RECORDS =>

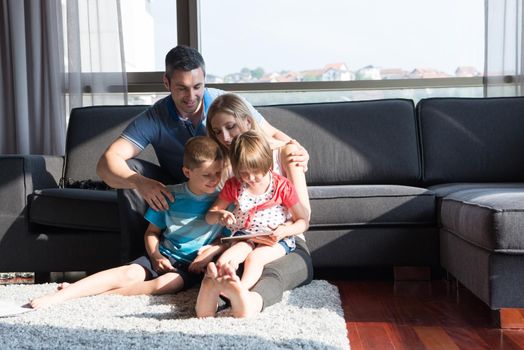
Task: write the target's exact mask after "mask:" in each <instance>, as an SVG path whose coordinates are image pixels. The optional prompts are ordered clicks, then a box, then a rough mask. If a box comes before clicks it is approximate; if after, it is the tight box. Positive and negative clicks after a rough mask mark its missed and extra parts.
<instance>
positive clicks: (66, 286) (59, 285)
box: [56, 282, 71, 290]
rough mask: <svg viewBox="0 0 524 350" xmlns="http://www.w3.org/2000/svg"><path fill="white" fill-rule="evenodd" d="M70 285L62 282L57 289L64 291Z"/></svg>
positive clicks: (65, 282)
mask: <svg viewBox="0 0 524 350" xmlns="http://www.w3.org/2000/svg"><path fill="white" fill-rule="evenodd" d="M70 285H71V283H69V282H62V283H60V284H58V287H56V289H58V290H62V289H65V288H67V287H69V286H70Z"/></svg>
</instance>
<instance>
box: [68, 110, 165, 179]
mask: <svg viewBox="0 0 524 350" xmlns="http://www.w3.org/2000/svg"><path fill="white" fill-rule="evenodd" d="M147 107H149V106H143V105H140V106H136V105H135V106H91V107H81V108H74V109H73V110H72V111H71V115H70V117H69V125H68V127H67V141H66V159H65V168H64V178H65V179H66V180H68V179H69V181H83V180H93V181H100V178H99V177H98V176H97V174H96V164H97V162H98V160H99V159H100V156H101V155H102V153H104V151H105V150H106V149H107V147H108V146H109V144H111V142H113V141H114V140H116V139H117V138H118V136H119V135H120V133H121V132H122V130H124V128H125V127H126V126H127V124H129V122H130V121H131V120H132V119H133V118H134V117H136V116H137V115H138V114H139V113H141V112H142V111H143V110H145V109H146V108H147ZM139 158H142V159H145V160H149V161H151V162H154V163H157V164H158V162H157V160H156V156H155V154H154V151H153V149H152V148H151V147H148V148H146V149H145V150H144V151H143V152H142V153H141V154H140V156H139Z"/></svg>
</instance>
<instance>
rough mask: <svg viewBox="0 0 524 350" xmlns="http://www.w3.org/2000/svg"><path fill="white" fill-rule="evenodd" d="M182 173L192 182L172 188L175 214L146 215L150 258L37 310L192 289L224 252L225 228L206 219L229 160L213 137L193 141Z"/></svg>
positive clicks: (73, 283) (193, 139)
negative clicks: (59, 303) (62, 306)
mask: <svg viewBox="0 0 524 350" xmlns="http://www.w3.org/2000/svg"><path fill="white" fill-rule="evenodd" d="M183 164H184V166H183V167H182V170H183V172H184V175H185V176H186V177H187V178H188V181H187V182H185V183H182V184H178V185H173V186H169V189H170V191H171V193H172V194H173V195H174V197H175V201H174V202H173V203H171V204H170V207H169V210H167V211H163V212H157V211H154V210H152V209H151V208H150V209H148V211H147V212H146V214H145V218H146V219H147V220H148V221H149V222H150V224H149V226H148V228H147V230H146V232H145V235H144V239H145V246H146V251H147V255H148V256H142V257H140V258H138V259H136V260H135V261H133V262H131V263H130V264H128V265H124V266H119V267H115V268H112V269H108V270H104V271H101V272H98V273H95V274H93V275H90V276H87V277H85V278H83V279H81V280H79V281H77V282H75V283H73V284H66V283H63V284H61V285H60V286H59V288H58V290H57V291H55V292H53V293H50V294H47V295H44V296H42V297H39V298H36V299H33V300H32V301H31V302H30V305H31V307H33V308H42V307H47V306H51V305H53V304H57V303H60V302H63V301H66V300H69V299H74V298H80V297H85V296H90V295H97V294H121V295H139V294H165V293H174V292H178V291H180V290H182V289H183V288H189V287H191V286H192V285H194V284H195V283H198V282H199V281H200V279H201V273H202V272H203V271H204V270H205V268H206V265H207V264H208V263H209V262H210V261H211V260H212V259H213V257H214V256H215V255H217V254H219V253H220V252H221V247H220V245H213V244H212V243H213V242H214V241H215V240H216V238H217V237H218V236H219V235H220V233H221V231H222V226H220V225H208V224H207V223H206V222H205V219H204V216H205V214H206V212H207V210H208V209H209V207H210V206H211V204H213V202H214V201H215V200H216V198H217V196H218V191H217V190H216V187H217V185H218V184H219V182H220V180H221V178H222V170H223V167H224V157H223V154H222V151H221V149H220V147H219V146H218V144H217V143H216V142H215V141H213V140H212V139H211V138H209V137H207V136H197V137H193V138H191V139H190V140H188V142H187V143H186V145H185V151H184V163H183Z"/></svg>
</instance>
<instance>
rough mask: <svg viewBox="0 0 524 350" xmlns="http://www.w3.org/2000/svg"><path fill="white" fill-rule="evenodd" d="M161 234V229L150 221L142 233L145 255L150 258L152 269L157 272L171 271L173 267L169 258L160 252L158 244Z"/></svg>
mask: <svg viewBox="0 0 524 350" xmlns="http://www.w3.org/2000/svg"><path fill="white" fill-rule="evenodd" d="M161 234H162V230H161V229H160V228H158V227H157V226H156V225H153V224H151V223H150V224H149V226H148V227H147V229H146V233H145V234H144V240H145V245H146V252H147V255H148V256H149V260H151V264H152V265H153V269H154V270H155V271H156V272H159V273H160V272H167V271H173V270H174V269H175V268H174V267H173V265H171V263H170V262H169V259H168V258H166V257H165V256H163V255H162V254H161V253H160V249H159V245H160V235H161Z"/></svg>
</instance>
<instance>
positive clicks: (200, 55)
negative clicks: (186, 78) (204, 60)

WHAT IS REQUIRED => Turn the material, from its start through the line containing "box: [56, 282, 71, 290]", into a numbered list with one line per item, leaving out blank lines and pictures.

SOLUTION BELOW =>
1. Task: write the target's exact mask after "mask:" in each <instance>, as an SVG path whose coordinates are image pixels. The optional prompts are ordered clicks, then a box, then a rough mask. If a box comes before clicks it is approximate; if after, it is the tight box. Positive and negative clicks after a rough mask mark its missed and extra parts.
2. <instance>
3. positive clicks: (66, 286) (59, 285)
4. box: [56, 282, 71, 290]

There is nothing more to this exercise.